About this task:
Reproduce the records precisely. Omit every picture.

(Natural-language object grounding data)
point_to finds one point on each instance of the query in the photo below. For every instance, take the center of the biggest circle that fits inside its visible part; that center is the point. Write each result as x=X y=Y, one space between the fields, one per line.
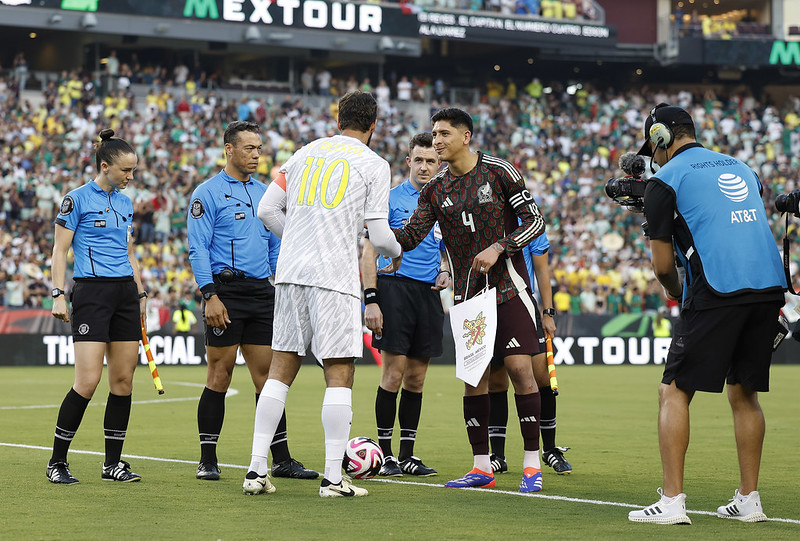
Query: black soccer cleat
x=293 y=469
x=390 y=468
x=58 y=472
x=555 y=459
x=208 y=471
x=414 y=466
x=499 y=464
x=121 y=471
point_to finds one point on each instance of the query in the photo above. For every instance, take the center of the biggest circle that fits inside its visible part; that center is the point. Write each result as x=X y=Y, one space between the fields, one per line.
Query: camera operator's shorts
x=730 y=344
x=250 y=303
x=330 y=321
x=413 y=319
x=105 y=310
x=518 y=325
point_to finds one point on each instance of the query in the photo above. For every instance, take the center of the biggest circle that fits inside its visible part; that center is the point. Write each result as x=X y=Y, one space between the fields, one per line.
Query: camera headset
x=660 y=134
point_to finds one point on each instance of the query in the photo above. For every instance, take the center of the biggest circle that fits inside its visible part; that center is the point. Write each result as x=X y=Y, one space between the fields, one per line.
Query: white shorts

Solved problem:
point_to finds one point on each instance of the query in the photo below. For every instance, take the center of the biggest circle that fits inside its visible part; that center is the point. Write each result as x=X y=Y, one space between the fields, one per line.
Query: black soccer cleat
x=293 y=469
x=390 y=468
x=58 y=472
x=555 y=459
x=208 y=471
x=414 y=466
x=499 y=464
x=121 y=471
point_to finds one point on each instance of the query in the photo above. For every instance, take the center of the biggest circle that fits inside its visible part; that center is the point. Write each result as x=X y=Y, one space between the fields, one per line.
Query: camera operator's shorts
x=730 y=344
x=250 y=303
x=330 y=321
x=413 y=319
x=105 y=310
x=518 y=325
point_to finds one point on each instance of the query in the photo above. For every instance, take the center of the biggest circle that fits inside its visible part; that center is the point. Write each result as x=X y=Y, one space between the fields, one per line.
Query: camera headset
x=660 y=134
point_to finds one point on each instance of the query in the photo above. For every instance, take the center of the biggest circle that fits inside its visible part; that center is the point. Write each result as x=X y=Y, one space between the fields, one per line.
Query: white shorts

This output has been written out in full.